Given exercise 1 =
Arrange the rows that follow the text as a Markdown table with the columns "Number" and "Row line," giving each nonblank row its number and line and omitting blank lines.

Document extract =

##########

The Secretary of State’s web page has numbers that dramatically point to the problem. Last year, 174 petitions were filed. Nine were rejected, 24 were withdrawn, and 139 were approved for circulation. Only four were submitted with signatures and put on the ballot. Four out of 174. Large numbers were slightly different versions of the same matter. But each required review by the Secretary of State staff.

A law saying a group gets one shot would be helpful. If there are problems, then the group can submit a better proposal. But the shotgun approach needs to stop.

Secretary of State Denny Hoskins has some ideas about improving the process:

Limit abuse of process, by instituting modest filing fees and banning duplicate or near-duplicate submissions.

Ensure broad geographic support, strengthening the constitutional “district distribution” requirement so that petitions reflect statewide, not concentrated, backing.

Ban foreign or out-of-state fundraising, and stiffen penalties for fraudulent signatures or circulator misrepresentations.

Increase transparency, with public comment periods and clear, plain-language explanations available before signature gathering begins.

Generally, these aren’t bad ideas although the funding ban might be a little shaky because of  First Amendment speech problems and whether limits on raising the money to do the speaking infringes on the right to petition by groups who say they can’t enjoy that right unless they can raise money from whatever source.

##########

Given exercise 2 =
Restate the stretch of the petition-process text from "Increase transparency, with" through "from whatever source.", swapping "transparency" for "openness".

(Data extracted from a collection)

##########

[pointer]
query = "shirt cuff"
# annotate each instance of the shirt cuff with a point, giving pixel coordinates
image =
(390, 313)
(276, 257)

##########

Complete answer 1 =
| Number | Row line |
|---|---|
| 1 | [pointer] |
| 2 | query = "shirt cuff" |
| 3 | # annotate each instance of the shirt cuff with a point, giving pixel coordinates |
| 4 | image = |
| 5 | (390, 313) |
| 6 | (276, 257) |

Complete answer 2 =
Increase openness, with public comment periods and clear, plain-language explanations available before signature gathering begins.

Generally, these aren’t bad ideas although the funding ban might be a little shaky because of  First Amendment speech problems and whether limits on raising the money to do the speaking infringes on the right to petition by groups who say they can’t enjoy that right unless they can raise money from whatever source.